Your instructions -
Convert every record below into a Markdown table with two columns, "Row" and "Line". Number each line in order and omit blank lines.

Given information -

· · · · · · ·

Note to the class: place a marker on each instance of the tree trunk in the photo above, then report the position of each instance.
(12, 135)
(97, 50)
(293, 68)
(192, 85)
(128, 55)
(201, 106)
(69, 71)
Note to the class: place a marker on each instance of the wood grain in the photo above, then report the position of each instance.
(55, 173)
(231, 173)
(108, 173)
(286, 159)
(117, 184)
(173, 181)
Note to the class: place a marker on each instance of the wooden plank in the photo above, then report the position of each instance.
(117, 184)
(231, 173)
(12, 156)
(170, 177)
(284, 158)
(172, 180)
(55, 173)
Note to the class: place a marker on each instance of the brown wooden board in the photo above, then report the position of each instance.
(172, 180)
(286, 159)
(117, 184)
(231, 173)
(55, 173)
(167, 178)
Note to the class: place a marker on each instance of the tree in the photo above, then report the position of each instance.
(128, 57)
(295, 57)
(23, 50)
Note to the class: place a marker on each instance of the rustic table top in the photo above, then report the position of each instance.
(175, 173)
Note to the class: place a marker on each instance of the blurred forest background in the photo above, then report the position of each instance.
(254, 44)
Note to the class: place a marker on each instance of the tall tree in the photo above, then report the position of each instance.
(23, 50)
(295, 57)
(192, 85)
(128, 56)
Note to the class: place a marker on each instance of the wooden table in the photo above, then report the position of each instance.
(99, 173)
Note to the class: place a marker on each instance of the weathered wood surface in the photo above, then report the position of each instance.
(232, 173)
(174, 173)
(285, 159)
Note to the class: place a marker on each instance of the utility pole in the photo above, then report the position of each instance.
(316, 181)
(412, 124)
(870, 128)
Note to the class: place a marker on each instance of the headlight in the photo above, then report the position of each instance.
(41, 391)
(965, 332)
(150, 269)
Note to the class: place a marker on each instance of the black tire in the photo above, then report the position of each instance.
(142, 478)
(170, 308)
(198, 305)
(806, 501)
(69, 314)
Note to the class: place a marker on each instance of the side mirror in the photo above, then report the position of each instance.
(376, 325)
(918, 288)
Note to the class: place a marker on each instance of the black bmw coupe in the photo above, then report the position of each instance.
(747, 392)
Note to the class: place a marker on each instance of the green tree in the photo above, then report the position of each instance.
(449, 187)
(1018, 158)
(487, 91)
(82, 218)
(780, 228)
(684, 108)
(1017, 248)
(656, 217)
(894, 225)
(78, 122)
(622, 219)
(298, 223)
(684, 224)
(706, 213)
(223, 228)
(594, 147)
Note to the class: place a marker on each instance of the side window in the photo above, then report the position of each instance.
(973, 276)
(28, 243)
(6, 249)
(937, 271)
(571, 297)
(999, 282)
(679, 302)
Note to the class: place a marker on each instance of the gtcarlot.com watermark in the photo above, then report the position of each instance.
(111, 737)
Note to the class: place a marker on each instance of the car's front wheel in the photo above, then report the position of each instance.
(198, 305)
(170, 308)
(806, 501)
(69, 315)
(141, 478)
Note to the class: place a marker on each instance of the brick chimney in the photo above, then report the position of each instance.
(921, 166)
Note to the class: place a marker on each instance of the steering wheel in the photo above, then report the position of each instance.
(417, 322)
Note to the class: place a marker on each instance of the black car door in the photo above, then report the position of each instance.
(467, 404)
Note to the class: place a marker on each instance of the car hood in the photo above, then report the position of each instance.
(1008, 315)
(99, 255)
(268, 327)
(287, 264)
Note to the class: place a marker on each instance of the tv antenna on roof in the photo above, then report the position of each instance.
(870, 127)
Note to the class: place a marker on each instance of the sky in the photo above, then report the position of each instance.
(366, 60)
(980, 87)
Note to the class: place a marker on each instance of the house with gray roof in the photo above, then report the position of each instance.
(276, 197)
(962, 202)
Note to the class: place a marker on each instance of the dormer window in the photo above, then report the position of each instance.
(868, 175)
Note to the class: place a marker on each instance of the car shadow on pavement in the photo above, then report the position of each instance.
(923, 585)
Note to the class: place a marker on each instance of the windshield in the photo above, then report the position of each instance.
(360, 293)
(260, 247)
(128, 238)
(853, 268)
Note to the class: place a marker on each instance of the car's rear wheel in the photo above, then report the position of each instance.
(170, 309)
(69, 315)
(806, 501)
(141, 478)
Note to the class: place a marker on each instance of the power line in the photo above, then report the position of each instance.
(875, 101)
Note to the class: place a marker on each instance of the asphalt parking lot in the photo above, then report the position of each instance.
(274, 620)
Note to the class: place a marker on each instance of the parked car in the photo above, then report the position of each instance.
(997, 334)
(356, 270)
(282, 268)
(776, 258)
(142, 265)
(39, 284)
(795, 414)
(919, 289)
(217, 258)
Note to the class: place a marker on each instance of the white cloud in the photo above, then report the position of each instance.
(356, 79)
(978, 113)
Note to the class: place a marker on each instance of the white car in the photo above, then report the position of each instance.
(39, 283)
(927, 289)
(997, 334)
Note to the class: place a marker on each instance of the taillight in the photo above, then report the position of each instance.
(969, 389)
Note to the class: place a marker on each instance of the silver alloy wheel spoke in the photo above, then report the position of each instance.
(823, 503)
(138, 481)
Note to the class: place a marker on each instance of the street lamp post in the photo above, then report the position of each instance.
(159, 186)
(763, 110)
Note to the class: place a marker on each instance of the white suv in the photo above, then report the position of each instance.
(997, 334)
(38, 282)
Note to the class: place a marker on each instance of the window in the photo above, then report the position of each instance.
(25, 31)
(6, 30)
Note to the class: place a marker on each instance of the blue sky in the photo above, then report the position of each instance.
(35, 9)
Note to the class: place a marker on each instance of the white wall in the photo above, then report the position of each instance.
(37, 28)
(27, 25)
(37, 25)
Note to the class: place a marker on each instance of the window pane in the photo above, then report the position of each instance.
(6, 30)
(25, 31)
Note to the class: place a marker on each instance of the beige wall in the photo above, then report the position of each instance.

· · · · · · ·

Task solution -
| Row | Line |
|---|---|
| 1 | Note to the class: place a marker on each instance of the tree trunk in the photo above, then report the position of each instance. |
| 2 | (12, 135) |
| 3 | (97, 50) |
| 4 | (293, 68) |
| 5 | (192, 85) |
| 6 | (128, 55) |
| 7 | (201, 106) |
| 8 | (69, 71) |
| 9 | Note to the class: place a marker on each instance of the wood grain in the photo above, then report the position of each instance. |
| 10 | (55, 173) |
| 11 | (231, 173) |
| 12 | (108, 173) |
| 13 | (286, 159) |
| 14 | (117, 184) |
| 15 | (173, 181) |
| 16 | Note to the class: place a marker on each instance of the wooden plank in the photo above, then report the position of each instance. |
| 17 | (117, 184) |
| 18 | (231, 173) |
| 19 | (12, 156) |
| 20 | (170, 177) |
| 21 | (284, 158) |
| 22 | (172, 180) |
| 23 | (55, 173) |
| 24 | Note to the class: place a marker on each instance of the brown wooden board in the photo above, then report the position of each instance. |
| 25 | (172, 180) |
| 26 | (286, 159) |
| 27 | (117, 184) |
| 28 | (231, 173) |
| 29 | (55, 173) |
| 30 | (167, 178) |
| 31 | Note to the class: place a marker on each instance of the tree in the photo above, then report the position of each instance. |
| 32 | (128, 57) |
| 33 | (295, 57) |
| 34 | (23, 50) |
| 35 | Note to the class: place a marker on each instance of the rustic table top in the photo above, then report the position of each instance. |
| 36 | (175, 173) |
| 37 | Note to the class: place a marker on each instance of the blurred forest background in the photo above, then report the position of each instance. |
| 38 | (254, 44) |
| 39 | Note to the class: place a marker on each instance of the tall tree in the photo above, then report the position of each instance. |
| 40 | (23, 50) |
| 41 | (295, 57) |
| 42 | (192, 85) |
| 43 | (128, 56) |
| 44 | Note to the class: place a marker on each instance of the wooden table in the photo above, then report the position of each instance. |
| 45 | (99, 173) |
| 46 | Note to the class: place a marker on each instance of the weathered wood surface in the photo above, then report the position of each instance. |
| 47 | (232, 173) |
| 48 | (174, 173) |
| 49 | (285, 159) |
| 50 | Note to the class: place a marker on each instance of the utility pole in the photo above, then report the position of each instance. |
| 51 | (316, 181) |
| 52 | (412, 124) |
| 53 | (870, 128) |
| 54 | Note to the class: place a marker on each instance of the headlight in the photo above, then report the position of each instance. |
| 55 | (41, 391) |
| 56 | (965, 332) |
| 57 | (150, 269) |
| 58 | Note to the class: place a marker on each instance of the black tire in the photo above, then report the position of each instance. |
| 59 | (142, 478) |
| 60 | (170, 308) |
| 61 | (198, 305) |
| 62 | (806, 501) |
| 63 | (69, 314) |
| 64 | Note to the class: place a marker on each instance of the side mirror in the photo above, then report the position of each instance. |
| 65 | (376, 325) |
| 66 | (918, 288) |
| 67 | Note to the class: place a marker on each instance of the black bmw coupe in the photo above, then report the position of each instance. |
| 68 | (747, 392) |
| 69 | Note to the class: place a marker on each instance of the green tree in the photo above, then report the position of each instance. |
| 70 | (449, 187) |
| 71 | (1018, 158) |
| 72 | (487, 91) |
| 73 | (82, 218) |
| 74 | (780, 228) |
| 75 | (684, 108) |
| 76 | (1017, 248) |
| 77 | (656, 217) |
| 78 | (894, 225) |
| 79 | (78, 122) |
| 80 | (622, 219) |
| 81 | (298, 223) |
| 82 | (684, 224) |
| 83 | (706, 213) |
| 84 | (223, 228) |
| 85 | (594, 147) |
| 86 | Note to the class: place a marker on each instance of the side window in the photo above, then report the position of each instance. |
| 87 | (973, 276) |
| 88 | (28, 243) |
| 89 | (6, 249) |
| 90 | (937, 271) |
| 91 | (571, 297) |
| 92 | (999, 282) |
| 93 | (679, 302) |
| 94 | Note to the class: place a marker on each instance of the gtcarlot.com watermark in the photo above, then report the position of each instance. |
| 95 | (111, 737) |
| 96 | Note to the class: place a marker on each instance of the car's front wheel in the photo above, then report the position of each instance. |
| 97 | (198, 305) |
| 98 | (170, 308) |
| 99 | (806, 501) |
| 100 | (69, 315) |
| 101 | (141, 478) |
| 102 | Note to the class: place a marker on each instance of the brick chimney in the photo above, then report the position of each instance. |
| 103 | (921, 166) |
| 104 | Note to the class: place a marker on each instance of the steering wheel in the photo above, then report the position of each instance. |
| 105 | (417, 322) |
| 106 | Note to the class: place a marker on each instance of the black car door in the photo above, then report the position of each instance. |
| 107 | (467, 404) |
| 108 | Note to the class: place a marker on each instance of the car hood in the photo above, then report the position of each instance. |
| 109 | (1008, 315) |
| 110 | (99, 255) |
| 111 | (268, 327) |
| 112 | (287, 264) |
| 113 | Note to the class: place a marker on each instance of the tv antenna on roof in the photo above, then report the position of each instance. |
| 114 | (870, 127) |
| 115 | Note to the class: place a marker on each instance of the sky in the photo above, then report the position of each instance. |
| 116 | (366, 60) |
| 117 | (980, 87) |
| 118 | Note to the class: place a marker on each instance of the house with gray roof in the photo above, then report the position of each instance. |
| 119 | (276, 197) |
| 120 | (962, 202) |
| 121 | Note to the class: place a marker on each instance of the dormer window in the photo above, then report the position of each instance. |
| 122 | (868, 175) |
| 123 | Note to the class: place a marker on each instance of the car shadow on pavement in the photo above, then report the position of each instance. |
| 124 | (923, 585) |
| 125 | Note to the class: place a marker on each instance of the windshield in the photo above, then report the position of each instance. |
| 126 | (360, 293) |
| 127 | (260, 247) |
| 128 | (128, 238) |
| 129 | (853, 268) |
| 130 | Note to the class: place a marker on each instance of the car's rear wheel in the photo above, then report the position of each instance. |
| 131 | (170, 309) |
| 132 | (69, 315) |
| 133 | (806, 501) |
| 134 | (141, 478) |
| 135 | Note to the class: place a marker on each instance of the power line in the photo above, then report the position of each instance. |
| 136 | (875, 101) |
| 137 | Note to the class: place a marker on each instance of the asphalt parking lot in the photo above, then report the position of each instance. |
| 138 | (274, 620) |
| 139 | Note to the class: place a marker on each instance of the parked car in the photo above, then report the position of each instance. |
| 140 | (997, 334) |
| 141 | (356, 270) |
| 142 | (282, 268) |
| 143 | (776, 258) |
| 144 | (142, 265) |
| 145 | (39, 284) |
| 146 | (795, 414) |
| 147 | (919, 289) |
| 148 | (217, 258) |
| 149 | Note to the class: place a marker on each instance of the white cloud in the photo above, then report the position of each instance. |
| 150 | (356, 79) |
| 151 | (978, 113) |
| 152 | Note to the class: place a marker on each instance of the white car in the photo above, then report the position of each instance. |
| 153 | (39, 283) |
| 154 | (927, 289) |
| 155 | (997, 334) |
| 156 | Note to the class: place a marker on each instance of the taillight in the photo above, then report the position of each instance. |
| 157 | (969, 389) |
| 158 | Note to the class: place a marker on each instance of the silver alloy wheel spoke in the photo above, then report the position of each instance. |
| 159 | (823, 503) |
| 160 | (138, 481) |
| 161 | Note to the class: place a marker on each instance of the street lamp post in the photo above, then report the position of each instance. |
| 162 | (159, 186) |
| 163 | (763, 110) |
| 164 | Note to the class: place a marker on each instance of the white suv in the photo above, then report the position of each instance. |
| 165 | (997, 334) |
| 166 | (38, 282) |
| 167 | Note to the class: place a marker on each instance of the window in the photo above, then report the position of each instance. |
| 168 | (25, 31) |
| 169 | (6, 30) |
| 170 | Note to the class: place a marker on each instance of the blue sky in the photo above, then report the position of each instance. |
| 171 | (35, 9) |
| 172 | Note to the class: place a marker on each instance of the white wall in the photo above, then report the position of each instance. |
| 173 | (37, 28) |
| 174 | (27, 25) |
| 175 | (37, 25) |
| 176 | Note to the class: place a marker on each instance of the window pane in the photo above, then report the position of each instance. |
| 177 | (6, 30) |
| 178 | (25, 31) |
| 179 | Note to the class: place a marker on each instance of the beige wall in the photo above, then report the position of each instance. |